• DOCUMENT SEGMENT:

High Note Market Update: Friday, October 28, 2022

5 minute read | October 29th, 2022

Happy Fri-YAY, all!  Hopefully everyone has their Halloween costume pressed and ready to go for the weekend.  May your Spooky Season be merry and bright.

As 2022 winds down, the financial markets are asking more questions than providing answers.  The biggest of which is on the topic of recession that can be asked in a multitude of annoying ways such as:  Are we going into recession?  Are we in recession?  How bad will the recession be?   Will the recession ever end?  Does the recession have an Instagram page, etc.? 

The answers to these questions are obviously unknown but also less important than we probably think.  The fact of the matter is that the stock and bond markets have already been acting as if we are in a recession which is more relevant.  The overall pattern of the last six months remains intact – stocks are range bound (up and down, yes, but mainly moving sideways), interest rates are going higher, and inflation continues to burn hot.  It’s this last item that brings us to the Federal Reserve. 

It’s good to remember the official mandate of the Federal Overlords:  to control inflation.  While this has been a task that has felt like it was on autopilot the last 40 years, it is a vital role.  If you find you yourself asking why it’s so important, imagine a scenario where everything in the grocery store increases as much as it has in the last year for four more years.  We are talking $10 boxes of Fruit Loops which is a tough scene for many. 

The mechanics of how they control inflation is deeper than we need to go but the simplistic version is this…when everyone is employed and has money, they buy stuff (lots of it) – lots of people buying lots of stuff creates strong demand – strong demand causes prices to go up – to reduce demand we need people buying less stuff – people without jobs and less money buy less stuff.  Therefore, we need less jobs and less money. 

To achieve this goal, the Fed continues the path of increasing rates and reducing money supply.  Essentially, they ARE the recession.  Dress it up and call it a “slowdown” or “shallow recession” but the reality is that they are intentionally trying to cool down the economy.  This then begs the most important question of the day which is, “how far will they go”?  In the past, they have gone way too far and that’s the most likely outcome again this time.  This is partially because the data to determine such things isn’t exactly real time, so it is hard for them to gauge, but there is something larger at play and that’s the $10 box of Fruit Loops scenario above.

• SUPPLIED MATERIAL:
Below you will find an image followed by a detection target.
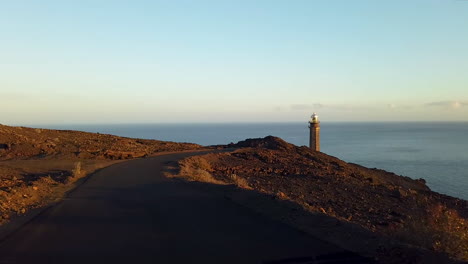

• REQUIRED TASKS:
A - In the market update, what is the official mandate of the Federal Reserve?
B - Rewrite the paragraph of the market update beginning "The answers to these questions" as a short bulleted list that keeps its main facts.
C - Reproduce everything in the market update from "It’s good to" down to "and less money.".

• SOLUTION LIST:
A - To control inflation.

B -
- The answers to the recession questions are unknown and matter less than we probably think.
- The stock and bond markets are already acting as if we are in a recession.
- The pattern of the last six months holds: stocks are range bound, interest rates are rising, and inflation is still hot.
- That last point leads to the Federal Reserve.

C -
It’s good to remember the official mandate of the Federal Overlords:  to control inflation.  While this has been a task that has felt like it was on autopilot the last 40 years, it is a vital role.  If you find you yourself asking why it’s so important, imagine a scenario where everything in the grocery store increases as much as it has in the last year for four more years.  We are talking $10 boxes of Fruit Loops which is a tough scene for many. 

The mechanics of how they control inflation is deeper than we need to go but the simplistic version is this…when everyone is employed and has money, they buy stuff (lots of it) – lots of people buying lots of stuff creates strong demand – strong demand causes prices to go up – to reduce demand we need people buying less stuff – people without jobs and less money buy less stuff.  Therefore, we need less jobs and less money.